_DIRECTIONS FOR THIS TASK_
List all the lines in these records that hold "building".

_RECORDS TO PROCESS_
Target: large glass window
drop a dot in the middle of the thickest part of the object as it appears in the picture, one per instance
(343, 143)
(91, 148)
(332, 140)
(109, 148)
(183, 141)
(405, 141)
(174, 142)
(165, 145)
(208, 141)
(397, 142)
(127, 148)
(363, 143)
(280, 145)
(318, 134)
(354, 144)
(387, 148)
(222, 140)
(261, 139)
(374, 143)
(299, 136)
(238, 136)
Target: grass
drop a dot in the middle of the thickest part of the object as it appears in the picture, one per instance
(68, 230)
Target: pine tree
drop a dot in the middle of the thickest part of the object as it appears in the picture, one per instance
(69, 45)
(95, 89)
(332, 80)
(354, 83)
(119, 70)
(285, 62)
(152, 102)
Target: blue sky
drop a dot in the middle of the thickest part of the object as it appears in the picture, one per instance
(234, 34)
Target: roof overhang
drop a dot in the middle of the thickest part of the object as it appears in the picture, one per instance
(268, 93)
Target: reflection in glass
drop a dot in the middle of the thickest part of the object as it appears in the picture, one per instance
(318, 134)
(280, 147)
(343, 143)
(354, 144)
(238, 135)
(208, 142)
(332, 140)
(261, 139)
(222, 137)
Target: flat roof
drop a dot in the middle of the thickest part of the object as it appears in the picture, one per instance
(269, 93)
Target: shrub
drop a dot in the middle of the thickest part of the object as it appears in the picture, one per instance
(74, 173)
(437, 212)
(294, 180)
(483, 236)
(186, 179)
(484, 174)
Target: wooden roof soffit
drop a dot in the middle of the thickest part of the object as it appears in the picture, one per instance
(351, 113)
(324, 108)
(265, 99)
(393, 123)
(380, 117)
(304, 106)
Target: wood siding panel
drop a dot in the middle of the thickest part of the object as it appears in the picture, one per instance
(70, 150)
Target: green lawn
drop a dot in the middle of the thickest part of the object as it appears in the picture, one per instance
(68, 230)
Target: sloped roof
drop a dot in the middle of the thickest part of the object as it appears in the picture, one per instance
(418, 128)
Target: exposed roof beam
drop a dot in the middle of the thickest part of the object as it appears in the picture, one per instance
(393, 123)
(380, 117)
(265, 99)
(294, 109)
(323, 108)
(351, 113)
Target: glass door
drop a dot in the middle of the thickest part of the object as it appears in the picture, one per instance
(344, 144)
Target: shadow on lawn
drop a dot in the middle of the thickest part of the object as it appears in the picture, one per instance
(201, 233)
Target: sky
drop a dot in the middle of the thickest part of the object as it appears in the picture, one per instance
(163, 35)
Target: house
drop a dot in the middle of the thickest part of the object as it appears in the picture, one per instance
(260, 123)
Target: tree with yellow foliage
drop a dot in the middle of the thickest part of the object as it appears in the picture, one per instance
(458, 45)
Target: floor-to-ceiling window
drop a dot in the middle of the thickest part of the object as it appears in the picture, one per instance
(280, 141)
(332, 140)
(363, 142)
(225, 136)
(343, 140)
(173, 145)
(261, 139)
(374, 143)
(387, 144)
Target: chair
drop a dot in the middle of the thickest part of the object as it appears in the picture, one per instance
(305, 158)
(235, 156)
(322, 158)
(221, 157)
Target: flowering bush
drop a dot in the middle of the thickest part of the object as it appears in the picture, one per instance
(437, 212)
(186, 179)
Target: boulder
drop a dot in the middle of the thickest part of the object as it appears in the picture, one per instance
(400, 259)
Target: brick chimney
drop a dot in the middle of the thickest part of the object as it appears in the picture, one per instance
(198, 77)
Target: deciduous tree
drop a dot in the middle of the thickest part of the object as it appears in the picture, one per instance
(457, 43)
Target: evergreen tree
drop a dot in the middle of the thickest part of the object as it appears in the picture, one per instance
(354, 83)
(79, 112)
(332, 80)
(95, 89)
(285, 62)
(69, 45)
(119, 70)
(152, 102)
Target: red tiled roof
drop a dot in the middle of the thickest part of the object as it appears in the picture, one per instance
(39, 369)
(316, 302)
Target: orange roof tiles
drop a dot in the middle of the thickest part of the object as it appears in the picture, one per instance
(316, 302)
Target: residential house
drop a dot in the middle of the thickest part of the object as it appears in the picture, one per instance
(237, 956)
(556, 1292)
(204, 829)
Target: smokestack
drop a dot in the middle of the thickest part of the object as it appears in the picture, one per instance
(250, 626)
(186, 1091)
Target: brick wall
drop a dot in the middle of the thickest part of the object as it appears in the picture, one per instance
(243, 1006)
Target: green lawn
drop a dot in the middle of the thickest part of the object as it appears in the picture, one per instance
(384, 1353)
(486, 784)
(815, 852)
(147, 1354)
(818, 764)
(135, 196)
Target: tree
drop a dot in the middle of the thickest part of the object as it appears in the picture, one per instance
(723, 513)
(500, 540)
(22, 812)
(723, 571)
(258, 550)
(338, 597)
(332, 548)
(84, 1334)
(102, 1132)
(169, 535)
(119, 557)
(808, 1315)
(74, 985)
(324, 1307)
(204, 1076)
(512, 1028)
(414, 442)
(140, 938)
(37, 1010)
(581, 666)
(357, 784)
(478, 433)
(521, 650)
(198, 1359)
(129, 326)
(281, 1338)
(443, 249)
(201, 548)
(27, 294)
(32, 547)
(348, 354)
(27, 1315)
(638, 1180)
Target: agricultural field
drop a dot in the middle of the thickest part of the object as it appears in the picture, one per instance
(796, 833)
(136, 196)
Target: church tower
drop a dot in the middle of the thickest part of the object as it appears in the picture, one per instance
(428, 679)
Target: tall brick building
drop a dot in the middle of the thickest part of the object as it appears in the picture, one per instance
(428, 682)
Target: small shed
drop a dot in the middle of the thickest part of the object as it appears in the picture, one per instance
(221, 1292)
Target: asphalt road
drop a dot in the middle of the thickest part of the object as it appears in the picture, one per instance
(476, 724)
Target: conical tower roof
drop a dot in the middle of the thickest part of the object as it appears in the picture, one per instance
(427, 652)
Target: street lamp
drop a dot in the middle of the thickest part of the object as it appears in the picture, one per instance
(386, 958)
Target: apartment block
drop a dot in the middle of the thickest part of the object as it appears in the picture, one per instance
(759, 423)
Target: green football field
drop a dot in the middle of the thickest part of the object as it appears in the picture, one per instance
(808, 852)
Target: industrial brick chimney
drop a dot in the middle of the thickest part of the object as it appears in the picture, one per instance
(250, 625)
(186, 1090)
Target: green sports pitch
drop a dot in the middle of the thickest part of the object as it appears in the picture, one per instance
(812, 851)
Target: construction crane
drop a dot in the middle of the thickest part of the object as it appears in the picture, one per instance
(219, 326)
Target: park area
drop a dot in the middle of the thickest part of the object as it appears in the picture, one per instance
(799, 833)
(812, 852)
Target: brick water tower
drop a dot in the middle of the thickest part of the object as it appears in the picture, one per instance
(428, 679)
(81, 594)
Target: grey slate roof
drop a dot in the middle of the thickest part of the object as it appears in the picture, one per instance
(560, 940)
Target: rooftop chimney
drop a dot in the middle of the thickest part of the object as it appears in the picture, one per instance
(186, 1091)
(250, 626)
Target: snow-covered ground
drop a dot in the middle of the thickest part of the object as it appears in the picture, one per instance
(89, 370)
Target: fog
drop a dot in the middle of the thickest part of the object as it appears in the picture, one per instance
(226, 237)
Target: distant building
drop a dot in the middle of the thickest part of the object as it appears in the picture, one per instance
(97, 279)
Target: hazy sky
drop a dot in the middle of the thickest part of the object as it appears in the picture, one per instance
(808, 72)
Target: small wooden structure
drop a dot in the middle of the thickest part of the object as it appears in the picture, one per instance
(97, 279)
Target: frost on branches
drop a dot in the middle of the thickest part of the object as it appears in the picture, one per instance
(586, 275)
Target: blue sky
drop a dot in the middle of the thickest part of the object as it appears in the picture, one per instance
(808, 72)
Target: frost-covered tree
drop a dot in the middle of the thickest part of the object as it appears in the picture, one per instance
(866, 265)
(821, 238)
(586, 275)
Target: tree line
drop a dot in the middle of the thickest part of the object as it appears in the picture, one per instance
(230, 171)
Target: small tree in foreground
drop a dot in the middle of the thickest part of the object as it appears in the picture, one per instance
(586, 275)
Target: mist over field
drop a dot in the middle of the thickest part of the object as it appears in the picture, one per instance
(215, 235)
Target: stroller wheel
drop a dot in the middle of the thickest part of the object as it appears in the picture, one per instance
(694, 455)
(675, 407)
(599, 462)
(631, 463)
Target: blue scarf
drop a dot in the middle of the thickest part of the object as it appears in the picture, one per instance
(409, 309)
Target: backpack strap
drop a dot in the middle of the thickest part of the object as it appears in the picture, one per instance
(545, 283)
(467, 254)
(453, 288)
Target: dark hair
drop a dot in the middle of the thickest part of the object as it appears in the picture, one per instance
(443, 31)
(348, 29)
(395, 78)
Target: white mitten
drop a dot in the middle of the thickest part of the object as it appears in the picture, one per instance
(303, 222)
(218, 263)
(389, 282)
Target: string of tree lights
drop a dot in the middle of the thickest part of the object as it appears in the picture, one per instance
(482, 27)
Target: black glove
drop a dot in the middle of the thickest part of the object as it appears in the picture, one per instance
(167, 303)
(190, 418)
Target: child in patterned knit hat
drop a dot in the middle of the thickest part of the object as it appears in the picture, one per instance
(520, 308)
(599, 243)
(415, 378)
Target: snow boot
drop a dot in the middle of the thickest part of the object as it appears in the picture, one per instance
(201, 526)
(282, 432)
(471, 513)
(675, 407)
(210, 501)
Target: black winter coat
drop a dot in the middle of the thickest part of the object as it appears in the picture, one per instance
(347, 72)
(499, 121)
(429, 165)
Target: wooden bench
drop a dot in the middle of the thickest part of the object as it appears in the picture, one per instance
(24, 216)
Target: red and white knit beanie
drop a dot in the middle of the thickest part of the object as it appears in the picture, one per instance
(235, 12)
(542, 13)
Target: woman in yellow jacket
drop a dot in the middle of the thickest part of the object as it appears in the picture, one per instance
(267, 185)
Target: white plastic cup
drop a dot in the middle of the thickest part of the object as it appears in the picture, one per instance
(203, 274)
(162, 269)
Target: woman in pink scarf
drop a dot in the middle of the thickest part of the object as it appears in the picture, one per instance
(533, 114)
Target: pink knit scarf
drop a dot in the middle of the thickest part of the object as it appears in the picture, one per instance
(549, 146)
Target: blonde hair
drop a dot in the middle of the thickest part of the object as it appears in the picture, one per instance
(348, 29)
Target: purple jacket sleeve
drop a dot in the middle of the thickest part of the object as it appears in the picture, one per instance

_YOUR RESPONSE_
Target: tall brick building
Target: distant building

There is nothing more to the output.